- [ASSIGNMENT]
The task calls for each line of the records below in which the word "forest" appears.

- [GIVEN DATA]
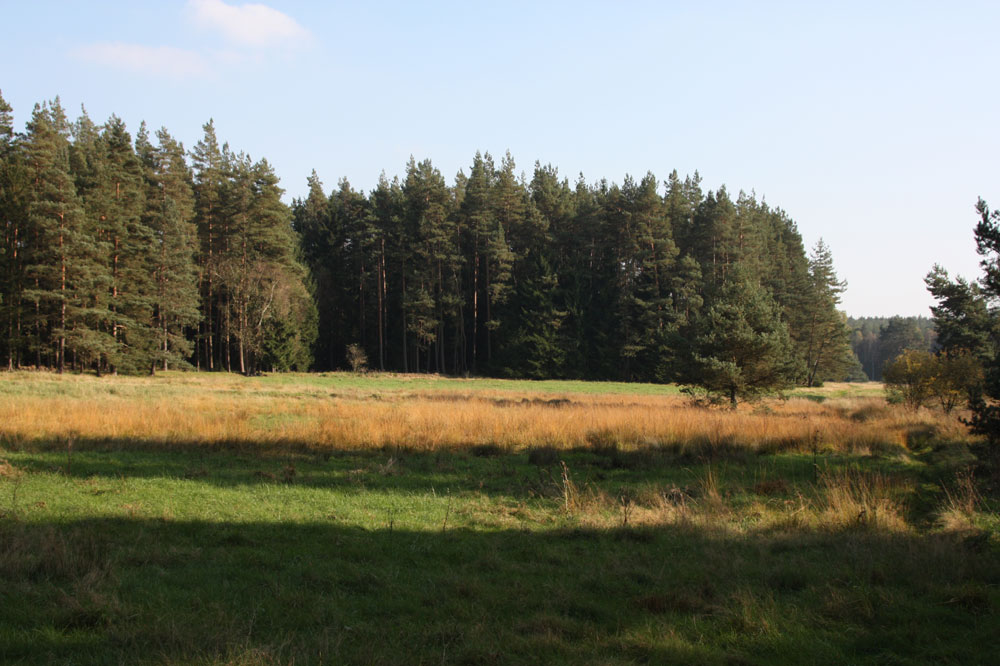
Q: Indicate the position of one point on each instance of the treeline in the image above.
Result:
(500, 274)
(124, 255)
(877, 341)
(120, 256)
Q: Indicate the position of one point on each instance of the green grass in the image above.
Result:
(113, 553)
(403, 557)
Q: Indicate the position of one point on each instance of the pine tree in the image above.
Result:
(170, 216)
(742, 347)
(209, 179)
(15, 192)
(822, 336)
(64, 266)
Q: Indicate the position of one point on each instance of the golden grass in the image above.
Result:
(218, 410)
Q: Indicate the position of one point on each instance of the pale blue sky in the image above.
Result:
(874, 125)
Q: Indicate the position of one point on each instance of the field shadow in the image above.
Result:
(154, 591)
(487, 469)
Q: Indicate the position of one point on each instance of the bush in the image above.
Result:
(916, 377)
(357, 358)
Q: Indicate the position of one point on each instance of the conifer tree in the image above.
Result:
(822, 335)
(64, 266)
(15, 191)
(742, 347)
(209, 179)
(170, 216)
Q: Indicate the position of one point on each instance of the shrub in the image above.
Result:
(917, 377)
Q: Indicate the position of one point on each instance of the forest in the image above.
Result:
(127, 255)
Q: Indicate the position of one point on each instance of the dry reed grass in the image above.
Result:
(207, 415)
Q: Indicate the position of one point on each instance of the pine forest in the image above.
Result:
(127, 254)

- [RESULT BELOW]
Q: Indicate the position of one point on each instance of the forest in the image above.
Q: Indicate the position of one point on each instance of the pine forest in the image above.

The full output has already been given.